Data excerpts
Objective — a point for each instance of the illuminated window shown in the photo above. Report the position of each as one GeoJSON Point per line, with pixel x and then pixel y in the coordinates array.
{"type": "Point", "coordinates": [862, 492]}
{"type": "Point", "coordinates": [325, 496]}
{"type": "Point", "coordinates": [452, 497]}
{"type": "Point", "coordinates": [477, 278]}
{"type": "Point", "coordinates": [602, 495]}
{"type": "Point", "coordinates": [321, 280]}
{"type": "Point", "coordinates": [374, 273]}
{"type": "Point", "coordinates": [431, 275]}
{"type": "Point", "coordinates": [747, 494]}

### PROBLEM
With nothing omitted, set down all of the records again.

### RESULT OF THIS EXERCISE
Objective — a point for each instance of the illuminated window shown in the photo above. Report the position of each as one GeoJSON Point per line, with pixel x and then pixel y in the coordinates array.
{"type": "Point", "coordinates": [862, 492]}
{"type": "Point", "coordinates": [325, 496]}
{"type": "Point", "coordinates": [452, 497]}
{"type": "Point", "coordinates": [477, 278]}
{"type": "Point", "coordinates": [602, 495]}
{"type": "Point", "coordinates": [321, 280]}
{"type": "Point", "coordinates": [374, 273]}
{"type": "Point", "coordinates": [431, 275]}
{"type": "Point", "coordinates": [747, 494]}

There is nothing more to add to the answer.